SELECTED EXCERPT
______________________________
Faith and repentance are both good works, and salvation is not by works, that no one should boast (Ephesians 2:8-9). Salvation is entirely the work of God, with no help from man. I realize that this introduces the concept of predestination and calvinism, and an enormous tangent, so I will leave most of that to another question. But in summary:
He begins the work,
Ephesians 1:4 just as He chose us in Him before the foundation of the world, that we should be holy and without blame before Him in love, 5 having predestined us to adoption as sons by Jesus Christ to Himself, according to the good pleasure of His will,
He completes the work,
Philippians 1:6 being confident of this very thing, that He who has begun a good work in you will complete it until the day of Jesus Christ;
and does not leave it unfinished,
John 6:37 All that the Father gives Me will come to Me, and the one who comes to Me I will by no means cast out.
John 6:39 This is the will of the Father who sent Me, that of all He has given Me I should lose nothing, but should raise it up at the last day.
leaving nothing to chance. (Notice that the Father does the giving first before there any comes to Christ). Christ came to save that which was lost, and He leaves the 99 that are safe to rescue the one that is lost (Luke 15:14, Matthew 18:12). We are lost, not Him. He seeks and He finds.. it is not us who seek and find. So faith is a fruit of this salvation (Galatians 5:22-23), it is not a precursor. So, if God wanted to save certain people who died 5 minutes after the crucifixion, nothing can stop Him from doing so, even their lack of knowledge.
In the Old Testament (or, more precisely, pre-crucifixion times) all men were saved by the mercy of God, manifested as faith in that mercy:
Psalm 41:4 I said, "Have mercy on me, LORD; heal me, for I have sinned against you."
Abraham knew that God would provide the necessary sacrifice, and trusted Him, Paul knew that God had provided the necessary sacrifice and trusted Him, but both were chosen by God before they trusted or believed. Jesus' sacrifice transcends time, which is why He is called in Revelation 13:8 "the Lamb slain from the foundation of the world". It is a retroactive sacrifice that applies to all recipients of God's mercy. Knowledge of Christ's sacrifice is not necessary (as a prerequisite) for salvation, but it is a necessary fruit of salvation.
So, to answer your question, "When did knowledge of Christ's sacrifice become necessary for salvation?" As a prerequisite? Never. As a fruit? As soon as you believed the Gospel. Our knowledge cannot save us, only Christ can.
______________________________
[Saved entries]
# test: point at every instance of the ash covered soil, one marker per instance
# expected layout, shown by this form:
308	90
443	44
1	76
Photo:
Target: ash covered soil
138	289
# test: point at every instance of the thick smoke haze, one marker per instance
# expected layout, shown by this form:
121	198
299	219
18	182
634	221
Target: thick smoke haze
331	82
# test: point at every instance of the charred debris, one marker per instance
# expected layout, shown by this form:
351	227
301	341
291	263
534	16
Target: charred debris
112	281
______________________________
EXERCISE INSTRUCTIONS
A. Copy from the text on salvation the part that opens with the words containing "Abraham knew that" and closes with "only Christ can.".
B. In the records, substitute "dust" for "smoke" in the lines from the one containing "# test: point at every instance of the thick" through the end of the records. Return only those lines, with everything else unchanged.

TASK-BY-TASK SOLUTIONS
A.
Abraham knew that God would provide the necessary sacrifice, and trusted Him, Paul knew that God had provided the necessary sacrifice and trusted Him, but both were chosen by God before they trusted or believed. Jesus' sacrifice transcends time, which is why He is called in Revelation 13:8 "the Lamb slain from the foundation of the world". It is a retroactive sacrifice that applies to all recipients of God's mercy. Knowledge of Christ's sacrifice is not necessary (as a prerequisite) for salvation, but it is a necessary fruit of salvation.
So, to answer your question, "When did knowledge of Christ's sacrifice become necessary for salvation?" As a prerequisite? Never. As a fruit? As soon as you believed the Gospel. Our knowledge cannot save us, only Christ can.

B.
# test: point at every instance of the thick dust haze, one marker per instance
# expected layout, shown by this form:
121	198
299	219
18	182
634	221
Target: thick dust haze
331	82
# test: point at every instance of the charred debris, one marker per instance
# expected layout, shown by this form:
351	227
301	341
291	263
534	16
Target: charred debris
112	281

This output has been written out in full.